=== Begin Enclosure ===

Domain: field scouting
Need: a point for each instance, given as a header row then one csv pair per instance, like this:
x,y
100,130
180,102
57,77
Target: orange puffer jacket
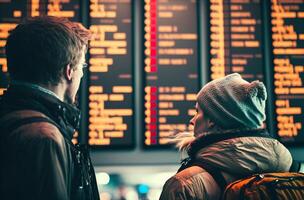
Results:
x,y
237,157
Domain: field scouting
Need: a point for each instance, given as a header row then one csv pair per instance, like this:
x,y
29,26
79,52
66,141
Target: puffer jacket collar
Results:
x,y
209,138
22,97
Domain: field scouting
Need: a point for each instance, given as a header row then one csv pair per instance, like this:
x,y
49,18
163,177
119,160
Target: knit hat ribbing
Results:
x,y
231,102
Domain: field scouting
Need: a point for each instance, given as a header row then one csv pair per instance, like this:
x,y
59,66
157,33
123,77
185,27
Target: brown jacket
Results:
x,y
237,158
38,160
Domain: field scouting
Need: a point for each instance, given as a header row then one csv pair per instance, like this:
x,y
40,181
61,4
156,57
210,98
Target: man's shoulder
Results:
x,y
33,130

=== End Enclosure ===

◆ EXERCISE BRIEF: Each line of the data above must be repeated exactly, images excluded.

◆ YOUR SOLUTION:
Domain: field scouting
Need: a point for each instance, given as a header row then one csv pair per instance, like this:
x,y
100,130
180,102
57,77
Target: orange puffer jacket
Results:
x,y
237,157
Domain: field scouting
Need: a point for each instance, given as a header row then one csv pair per instance, like this:
x,y
29,26
79,52
66,141
Target: puffer jacket collar
Results:
x,y
209,138
22,97
Domain: field scouting
Need: a point for each instance, given as a header row then one csv pair per instance, like this:
x,y
49,18
163,177
119,160
Target: knit hat ribbing
Results:
x,y
231,102
Domain: field scouting
Need: a point for each instance, given as a header row then one csv pair per instance, like this:
x,y
59,66
157,33
123,77
185,27
Target: brown jacket
Results:
x,y
237,158
38,160
Domain: field scouting
Need: a point for each instance, given as a header row then one csv pair per instance, like this:
x,y
40,181
61,4
156,57
210,98
Target: man's shoulder
Results:
x,y
33,130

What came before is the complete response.